*DIRECTIONS*. Could you print the data below line for line, without changing anything?

*GIVEN RECORDS*.
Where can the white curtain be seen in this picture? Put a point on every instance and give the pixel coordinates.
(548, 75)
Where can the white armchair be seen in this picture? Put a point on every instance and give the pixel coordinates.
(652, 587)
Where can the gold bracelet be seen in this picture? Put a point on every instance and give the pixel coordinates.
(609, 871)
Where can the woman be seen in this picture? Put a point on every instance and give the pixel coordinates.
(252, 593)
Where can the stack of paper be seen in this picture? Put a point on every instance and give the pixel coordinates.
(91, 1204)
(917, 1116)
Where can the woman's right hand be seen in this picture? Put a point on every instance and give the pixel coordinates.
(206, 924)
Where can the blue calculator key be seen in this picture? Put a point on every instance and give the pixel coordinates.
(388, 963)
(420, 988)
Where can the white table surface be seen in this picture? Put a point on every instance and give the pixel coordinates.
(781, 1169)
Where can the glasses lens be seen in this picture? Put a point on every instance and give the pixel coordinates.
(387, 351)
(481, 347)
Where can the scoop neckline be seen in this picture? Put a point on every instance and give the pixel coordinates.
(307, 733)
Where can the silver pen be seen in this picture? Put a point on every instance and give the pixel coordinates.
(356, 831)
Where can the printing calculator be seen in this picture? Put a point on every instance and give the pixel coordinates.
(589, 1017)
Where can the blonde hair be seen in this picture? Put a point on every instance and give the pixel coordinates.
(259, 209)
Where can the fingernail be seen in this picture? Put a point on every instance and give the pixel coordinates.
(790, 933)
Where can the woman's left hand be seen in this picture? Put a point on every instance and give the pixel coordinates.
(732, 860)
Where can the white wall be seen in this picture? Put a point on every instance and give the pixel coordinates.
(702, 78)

*RESULT OF THE TASK*.
Where can the white curtain be seen in this picture? Put a point on every instance and give the pixel coordinates.
(548, 75)
Where can the white armchair be seen in this picture? Put a point on every instance and give the pixel coordinates.
(652, 587)
Where can the gold bracelet be seen in this picture? Put a point on every instance and give the pixel coordinates.
(609, 871)
Where can the woman be seen in this picture? Put a point on every instance and give the pixel coordinates.
(252, 593)
Where can the stack of paper be seen in this picture? Put a point on every instance and give the pixel coordinates.
(91, 1204)
(917, 1116)
Where can the woman's right hand be seen in this picture? Put a point on every instance and give the pixel coordinates.
(206, 924)
Where can the blue calculator key be seen in this picture? Put a point on every instance and give the pixel coordinates.
(388, 963)
(420, 988)
Where can the white table surface be seen in this picture? Put a point on every instance and give the pixel coordinates.
(781, 1169)
Where can the glasses lens be seen in this picture? Put a point on every instance and give the pixel coordinates.
(387, 351)
(481, 347)
Where can the scoop neckline be seen in this picture? Put a point on every instance and give the pixel coordinates.
(307, 733)
Where can the silver pen be seen in this picture? Put a point on every instance and give the pixel coordinates.
(356, 831)
Where can the printing calculator be seen in this picture? Put a point on every instance and give the pixel coordinates.
(589, 1017)
Where can the blonde hair be seen in this picture? Put a point on every instance and give the pixel coordinates.
(259, 209)
Where can the fingernail be seen in this picture? Put a point on every instance and give the pixel coordinates.
(790, 933)
Where can the woman's left hand be seen in this picture? Put a point on every instance and give the pixel coordinates.
(732, 860)
Where can the white wall be seen in this picture? Put a point on every instance and give the pixel coordinates.
(702, 78)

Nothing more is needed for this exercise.